» Exercise
Continue the film review of A Working Man past its final sentence.

After visiting his blind war buddy Gunny (David Harbour), whose hide he saved and who now resides in a cabin in the woods, Levon begins tracking down the girl. This involves confronting and waterboarding Johnny, and when that torture session is interrupted by the arrival of two Russian hoods, Levon blows them away without giving it a second thought and then borrows $90k from the apartment. Shortly thereafter, he tracks down the gunmen’s employer Wolo (Jason Flemyng), who’s surprised to learn that Levon didn’t care about the money (he returns it) and is really in search of Jenny.
Before Levon drowns Wolo in his indoor pool, the gangster utters the name Dimi (Maximilian Osinski), who turns out to be the mischievous black sheep of the mafia brotherhood to which these Russians belong. Levon thus turns his attention to this individual, and to earn a meeting with him, he concocts a scheme in which he convinces a towering biker-gang drug dealer named Dutch (Chidi Ajufo)—who sits on a throne made from motorcycle exhausts—to let him deal some of his product. Before Dutch agrees to this arrangement, he has Levon fight his cadre of muscular underlings, and Ayer makes sure to stage that mayhem with maximum gung-ho brutality.
A Working Man is a macho fantasy about a dad acting out his daughter-saving fantasy by rescuing a surrogate child, with Statham talking tough and acting tougher in typically forthright fashion. The actor doesn’t do more than a scene requires, meaning he mostly shoots daggers from his eyes and leaves blades in adversaries’ necks, and he’s so good at this wrecking-crew routine that it’s of scant concern that the proceedings are a generic rehash of superior predecessors.

Ayer’s visuals are aptly gritty and Jared Michael Fry’s score telegraphs every twist with unsubtle bombast, and the plot is mostly around to give the headliner a reason to destroy a procession of enemies. It’s as straightforward as they come, and determined to posit its hero as a righteous avenger, such that he even saves Dr. Roth from a burning building and, for his valor, is encouraged by the grandpa to finish what he started.
Levon eventually meets and strikes a drug-distribution pact with Dimi, only to promptly flush the man’s narcotics down the toilet. His sole purpose is extricating Jenny from danger, and fortunately for him, she bides herself (and her savior) some time by taking a huge bite out of the cheek of the creep who’s purchasing her from Dimi. Jenny repeatedly proves her mettle, thereby further casting her as a spiritual chip off the old Levon block, whereas Dimi is depicted as a licentious man-baby akin to the hotheaded Russian crime-boss progeny that John Wick exacted revenge upon for the murder of his dog.

» Records supplied
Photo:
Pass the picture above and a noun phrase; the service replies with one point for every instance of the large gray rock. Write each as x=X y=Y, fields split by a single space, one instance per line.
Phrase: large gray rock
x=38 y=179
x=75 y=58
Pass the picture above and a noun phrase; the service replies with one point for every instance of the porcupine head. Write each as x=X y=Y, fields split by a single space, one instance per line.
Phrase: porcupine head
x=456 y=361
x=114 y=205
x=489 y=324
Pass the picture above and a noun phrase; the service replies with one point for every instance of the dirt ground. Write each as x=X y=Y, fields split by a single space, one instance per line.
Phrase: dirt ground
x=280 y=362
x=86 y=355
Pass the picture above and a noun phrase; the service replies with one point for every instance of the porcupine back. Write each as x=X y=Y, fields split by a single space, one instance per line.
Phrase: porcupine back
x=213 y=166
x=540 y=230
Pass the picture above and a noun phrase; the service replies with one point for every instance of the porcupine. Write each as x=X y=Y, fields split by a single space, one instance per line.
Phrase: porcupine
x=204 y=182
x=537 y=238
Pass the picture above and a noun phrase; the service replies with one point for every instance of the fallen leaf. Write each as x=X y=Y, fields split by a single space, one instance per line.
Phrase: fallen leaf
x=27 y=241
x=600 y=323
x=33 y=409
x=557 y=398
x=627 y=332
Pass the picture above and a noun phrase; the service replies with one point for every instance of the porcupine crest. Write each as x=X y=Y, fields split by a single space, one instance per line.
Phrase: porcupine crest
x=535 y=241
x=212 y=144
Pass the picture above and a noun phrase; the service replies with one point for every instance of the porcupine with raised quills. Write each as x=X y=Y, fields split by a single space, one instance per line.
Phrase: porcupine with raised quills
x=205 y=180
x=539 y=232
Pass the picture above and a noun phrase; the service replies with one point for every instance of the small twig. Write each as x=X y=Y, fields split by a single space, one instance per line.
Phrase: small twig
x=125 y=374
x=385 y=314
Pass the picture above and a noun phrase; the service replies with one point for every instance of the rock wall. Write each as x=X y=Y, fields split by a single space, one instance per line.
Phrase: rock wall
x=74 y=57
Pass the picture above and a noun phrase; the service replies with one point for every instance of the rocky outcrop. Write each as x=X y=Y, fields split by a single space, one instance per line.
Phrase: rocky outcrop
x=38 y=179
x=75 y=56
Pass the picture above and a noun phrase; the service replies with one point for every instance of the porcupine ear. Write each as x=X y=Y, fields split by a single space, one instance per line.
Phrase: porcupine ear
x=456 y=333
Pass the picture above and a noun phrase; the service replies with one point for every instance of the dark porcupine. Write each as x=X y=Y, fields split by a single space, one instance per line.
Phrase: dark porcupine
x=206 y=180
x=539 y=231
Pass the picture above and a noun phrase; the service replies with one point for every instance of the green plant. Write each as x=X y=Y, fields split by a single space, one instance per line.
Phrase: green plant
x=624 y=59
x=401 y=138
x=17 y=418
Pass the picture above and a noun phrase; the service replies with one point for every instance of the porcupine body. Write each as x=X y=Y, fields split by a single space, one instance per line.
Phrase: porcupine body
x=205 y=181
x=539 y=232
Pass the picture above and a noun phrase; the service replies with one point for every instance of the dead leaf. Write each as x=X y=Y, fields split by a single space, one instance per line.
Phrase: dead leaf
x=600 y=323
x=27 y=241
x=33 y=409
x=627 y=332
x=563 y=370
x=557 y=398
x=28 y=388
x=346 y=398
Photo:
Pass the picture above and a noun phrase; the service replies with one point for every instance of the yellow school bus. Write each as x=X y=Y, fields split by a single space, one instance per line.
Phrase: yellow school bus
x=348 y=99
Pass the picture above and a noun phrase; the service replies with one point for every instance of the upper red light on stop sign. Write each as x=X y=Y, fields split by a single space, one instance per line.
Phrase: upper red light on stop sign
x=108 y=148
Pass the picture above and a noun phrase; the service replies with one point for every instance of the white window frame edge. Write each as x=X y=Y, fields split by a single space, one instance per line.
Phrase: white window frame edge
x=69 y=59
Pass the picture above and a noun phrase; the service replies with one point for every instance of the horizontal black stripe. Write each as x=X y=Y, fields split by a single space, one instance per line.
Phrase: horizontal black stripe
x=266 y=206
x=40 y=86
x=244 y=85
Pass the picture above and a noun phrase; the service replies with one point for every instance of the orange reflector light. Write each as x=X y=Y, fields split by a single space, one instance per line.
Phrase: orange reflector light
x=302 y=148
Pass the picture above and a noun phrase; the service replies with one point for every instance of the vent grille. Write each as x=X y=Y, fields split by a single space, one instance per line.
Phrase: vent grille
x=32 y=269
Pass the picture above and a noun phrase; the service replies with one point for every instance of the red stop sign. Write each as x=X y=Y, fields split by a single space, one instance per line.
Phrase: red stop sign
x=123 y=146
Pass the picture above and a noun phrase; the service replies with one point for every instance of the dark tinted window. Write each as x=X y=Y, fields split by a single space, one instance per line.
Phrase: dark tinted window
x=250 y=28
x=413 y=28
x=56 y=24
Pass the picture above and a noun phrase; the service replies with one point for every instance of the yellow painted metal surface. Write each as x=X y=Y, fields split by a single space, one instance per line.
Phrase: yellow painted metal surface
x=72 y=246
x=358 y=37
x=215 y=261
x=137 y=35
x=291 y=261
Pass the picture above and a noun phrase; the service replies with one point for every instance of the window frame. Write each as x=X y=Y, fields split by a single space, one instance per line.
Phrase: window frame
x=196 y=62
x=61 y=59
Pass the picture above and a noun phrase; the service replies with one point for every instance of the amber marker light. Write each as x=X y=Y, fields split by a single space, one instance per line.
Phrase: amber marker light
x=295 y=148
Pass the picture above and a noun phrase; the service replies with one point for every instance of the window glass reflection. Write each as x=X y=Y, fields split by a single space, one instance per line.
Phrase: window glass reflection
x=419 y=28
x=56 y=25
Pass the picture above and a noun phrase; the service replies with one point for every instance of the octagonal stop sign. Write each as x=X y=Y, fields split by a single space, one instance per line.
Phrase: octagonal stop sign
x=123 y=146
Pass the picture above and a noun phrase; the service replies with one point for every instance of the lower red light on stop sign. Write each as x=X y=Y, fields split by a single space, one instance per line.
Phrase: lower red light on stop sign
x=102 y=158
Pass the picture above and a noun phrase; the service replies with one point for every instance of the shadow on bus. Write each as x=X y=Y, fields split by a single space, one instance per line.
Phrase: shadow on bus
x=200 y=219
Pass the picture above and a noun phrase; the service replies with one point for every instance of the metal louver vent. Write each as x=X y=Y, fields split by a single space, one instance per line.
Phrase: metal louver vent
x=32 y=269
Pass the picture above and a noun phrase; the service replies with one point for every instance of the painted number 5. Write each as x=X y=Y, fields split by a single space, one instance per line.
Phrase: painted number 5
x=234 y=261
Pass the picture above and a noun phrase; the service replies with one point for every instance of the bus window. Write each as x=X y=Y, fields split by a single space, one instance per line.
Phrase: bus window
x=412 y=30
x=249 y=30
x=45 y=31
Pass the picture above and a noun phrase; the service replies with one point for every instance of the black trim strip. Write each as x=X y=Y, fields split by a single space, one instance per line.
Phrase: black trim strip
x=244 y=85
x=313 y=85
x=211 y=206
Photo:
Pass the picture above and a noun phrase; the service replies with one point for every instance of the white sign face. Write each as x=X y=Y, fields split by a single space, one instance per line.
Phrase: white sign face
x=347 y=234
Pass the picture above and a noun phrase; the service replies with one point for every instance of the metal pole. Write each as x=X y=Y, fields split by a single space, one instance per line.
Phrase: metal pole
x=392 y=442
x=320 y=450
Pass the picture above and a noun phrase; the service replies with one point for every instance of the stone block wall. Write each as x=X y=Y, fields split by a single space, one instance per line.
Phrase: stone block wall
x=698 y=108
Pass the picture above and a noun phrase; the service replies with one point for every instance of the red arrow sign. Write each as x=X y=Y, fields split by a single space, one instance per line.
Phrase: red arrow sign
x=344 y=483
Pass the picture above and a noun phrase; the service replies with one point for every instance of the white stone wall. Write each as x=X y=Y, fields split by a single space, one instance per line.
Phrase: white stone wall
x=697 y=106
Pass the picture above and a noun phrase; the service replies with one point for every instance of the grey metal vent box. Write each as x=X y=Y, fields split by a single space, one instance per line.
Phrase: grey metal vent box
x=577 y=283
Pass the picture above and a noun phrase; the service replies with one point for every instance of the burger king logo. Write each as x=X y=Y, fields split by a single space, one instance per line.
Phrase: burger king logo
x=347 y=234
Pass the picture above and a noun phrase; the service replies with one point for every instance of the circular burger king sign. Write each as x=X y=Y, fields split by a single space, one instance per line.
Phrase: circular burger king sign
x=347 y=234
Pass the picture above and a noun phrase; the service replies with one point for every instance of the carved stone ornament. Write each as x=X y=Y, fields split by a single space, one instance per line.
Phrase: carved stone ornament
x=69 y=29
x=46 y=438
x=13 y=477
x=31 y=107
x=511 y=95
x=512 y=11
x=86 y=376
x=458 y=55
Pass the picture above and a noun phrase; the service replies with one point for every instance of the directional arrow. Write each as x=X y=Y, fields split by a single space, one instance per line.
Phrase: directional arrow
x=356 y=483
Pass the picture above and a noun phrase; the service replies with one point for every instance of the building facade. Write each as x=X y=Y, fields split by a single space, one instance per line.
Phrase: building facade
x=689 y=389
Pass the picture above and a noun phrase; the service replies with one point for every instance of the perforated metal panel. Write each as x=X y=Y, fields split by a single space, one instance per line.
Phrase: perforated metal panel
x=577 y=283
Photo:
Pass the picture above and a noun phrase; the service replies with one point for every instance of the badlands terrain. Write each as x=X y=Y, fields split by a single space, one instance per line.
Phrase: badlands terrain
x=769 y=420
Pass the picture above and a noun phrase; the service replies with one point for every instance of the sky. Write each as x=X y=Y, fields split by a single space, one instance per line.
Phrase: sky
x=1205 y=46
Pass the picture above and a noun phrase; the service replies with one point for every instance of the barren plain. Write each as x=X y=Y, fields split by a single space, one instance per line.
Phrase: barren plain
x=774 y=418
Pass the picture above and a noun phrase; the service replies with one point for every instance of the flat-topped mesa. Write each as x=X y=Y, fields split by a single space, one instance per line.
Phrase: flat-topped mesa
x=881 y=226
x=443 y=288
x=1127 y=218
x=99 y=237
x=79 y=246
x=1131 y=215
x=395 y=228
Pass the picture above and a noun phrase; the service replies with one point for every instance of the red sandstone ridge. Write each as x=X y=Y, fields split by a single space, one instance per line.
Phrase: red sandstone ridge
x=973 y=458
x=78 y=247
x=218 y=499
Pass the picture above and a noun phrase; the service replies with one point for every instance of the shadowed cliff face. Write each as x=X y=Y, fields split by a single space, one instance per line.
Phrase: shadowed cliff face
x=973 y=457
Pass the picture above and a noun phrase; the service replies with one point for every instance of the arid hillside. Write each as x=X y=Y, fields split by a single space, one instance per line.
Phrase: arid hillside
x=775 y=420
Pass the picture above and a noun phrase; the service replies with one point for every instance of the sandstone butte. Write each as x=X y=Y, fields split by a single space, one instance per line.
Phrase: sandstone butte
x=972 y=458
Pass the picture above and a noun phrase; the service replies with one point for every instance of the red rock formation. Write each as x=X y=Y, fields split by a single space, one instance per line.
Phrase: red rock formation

» Answer space
Car chases through the forest and tactical shootouts in a country manor house keep the film from flagging, and though Ayer doesn’t care much about spatial lucidity—much of the carnage is a blistering blur—his rugged style makes it all go down as smoothly as a protein shake.
At this point in his career, Statham can do a project like A Working Man in his sleep, and its resemblance to more than a couple of his prior efforts is hard to ignore, especially once he dons a suit that makes him look like his unstoppable The Transporter wheelman.
Harbour and Peña aren’t granted opportunities to shine—the former just encourages his buddy to kill ‘em all and lends him the firepower to do so as his “weapons sommelier”—and Osinski is a bland baddie. Furthermore, at nearly two hours, the film is slightly bloated, expending energy on both irrelevant plot points that interfere with the rampaging pace, and on wannabe-colorful henchmen who feel like duplicates of innumerable villains gone by.
Still, the pleasures of a B-movie such as this have little to do with originality or depth; rather, they come from the sturdy orchestration of conventional savagery. In that limited regard, it succeeds as surely as Levon does at this mission. Statham may be going through the murderous motions, but in today’s Hollywood, few do it better.